Anni fa, durante le passeggiate mano nella mano con le mie due figlie, quando ci trovavamo davanti a un ostacolo come un lampione ci staccavamo per aggirarlo e giocavamo a nominare coppie di opposti: “Caldo e freddo!”, “Giorno e notte!”. Un giorno, la maggiore esclamò: “Amore e odio!”. Le spiegai che amore e odio non sono veri opposti, poiché entrambi sono sentimenti passionali. Il vero opposto dell’amore, le dissi, è l’indifferenza. Capì immediatamente e, al successivo ostacolo, gridò: “Amore e indifferenza!”.

Allo stesso modo, il contrario della noia non è l’eccitazione, ma la calma. La noia è uno stato d’animo inquieto, spesso accompagnato dall’insoddisfazione. Pensate a quante volte vi sentite disinteressati senza essere davvero annoiati. Il monotono viaggio in auto da Chicago attraverso i campi di grano del Midwest fino al college nel New England che frequentavo, non mi ha mai annoiato. Al contrario, era un terreno fertile per sognare a occhi aperti. Quando l’immaginazione è libera di vagare, ci si può perdere nelle fantasie. Ma quando ci si annoia, non si riesce a sognare. Non si riesce nemmeno a pensare.

Il contrario della noia non è l’eccitazione, ma la calma. La noia è uno stato d’animo inquieto, spesso accompagnato dall’insoddisfazione

“Non riesco mai a sentire cosa dicono le persone che mi annoiano”, osserva lo scrittore Édouard Levé. Questa frase cattura l’essenza della noia: il suo obiettivo psicologico è escludere le cose ma, paradossalmente, siamo soprattutto noi stessi a essere esclusi. La noia è il sintomo di un processo inconscio, un ammutolimento interiore che lascia la mente consapevole con un senso di vuoto e un desiderio profondo di colmare ciò che manca.

Da una prospettiva psicoanalitica, la noia non è tanto una reazione al mondo esterno, quanto una difesa contro qualcosa che nasce dentro di noi: un impulso o un desiderio tabù – spesso di natura sessuale o aggressiva – che evoca sensi di colpa, ansia o paura della punizione. La noia serve a evitare queste emozioni negative bloccando i pensieri che potrebbero condurre ai desideri proibiti che le scatenano. “L’inibizione della fantasia”, scrive lo psicoanalista Martin Wangh, “avviene spesso a causa del timore inconscio che la fantasia possa portare ad azioni di natura libidica o aggressiva – un impulso a masturbarsi o a colpire – che a loro volta provocherebbero pericolo o dolore”.

**Materiale fornito**
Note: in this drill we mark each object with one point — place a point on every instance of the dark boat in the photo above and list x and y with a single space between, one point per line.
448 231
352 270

**Obiettivo del compito**
Trascrivi fedelmente il passo del testo sulla noia da “Allo stesso modo, il” a “nemmeno a pensare.”.

**Esito del compito**
Allo stesso modo, il contrario della noia non è l’eccitazione, ma la calma. La noia è uno stato d’animo inquieto, spesso accompagnato dall’insoddisfazione. Pensate a quante volte vi sentite disinteressati senza essere davvero annoiati. Il monotono viaggio in auto da Chicago attraverso i campi di grano del Midwest fino al college nel New England che frequentavo, non mi ha mai annoiato. Al contrario, era un terreno fertile per sognare a occhi aperti. Quando l’immaginazione è libera di vagare, ci si può perdere nelle fantasie. Ma quando ci si annoia, non si riesce a sognare. Non si riesce nemmeno a pensare.